* _Task to complete_
Please count the lines below that contain the string "coordinates" and give only that number.

* _Given data_
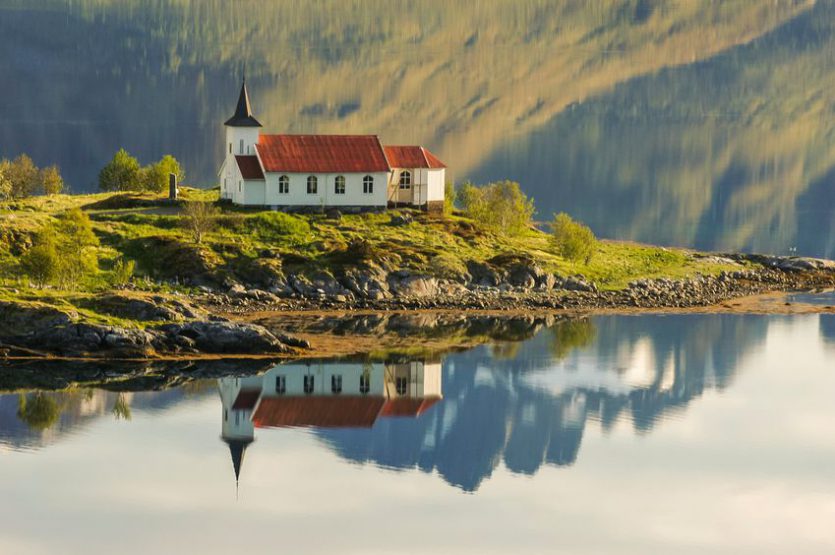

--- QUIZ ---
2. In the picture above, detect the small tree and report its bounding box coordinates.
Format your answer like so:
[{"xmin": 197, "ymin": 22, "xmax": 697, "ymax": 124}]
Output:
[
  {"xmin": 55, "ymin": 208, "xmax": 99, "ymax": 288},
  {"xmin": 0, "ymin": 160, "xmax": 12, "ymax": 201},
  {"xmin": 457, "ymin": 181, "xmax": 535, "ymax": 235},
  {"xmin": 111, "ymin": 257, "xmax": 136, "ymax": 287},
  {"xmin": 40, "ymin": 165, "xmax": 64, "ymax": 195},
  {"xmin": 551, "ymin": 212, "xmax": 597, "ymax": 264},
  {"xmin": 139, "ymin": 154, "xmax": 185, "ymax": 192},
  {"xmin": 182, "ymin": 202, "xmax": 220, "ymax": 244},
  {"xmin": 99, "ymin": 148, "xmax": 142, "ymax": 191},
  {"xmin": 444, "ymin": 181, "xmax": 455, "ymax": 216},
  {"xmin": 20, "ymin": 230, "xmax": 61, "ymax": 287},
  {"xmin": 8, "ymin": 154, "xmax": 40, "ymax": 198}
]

* _Task solution_
1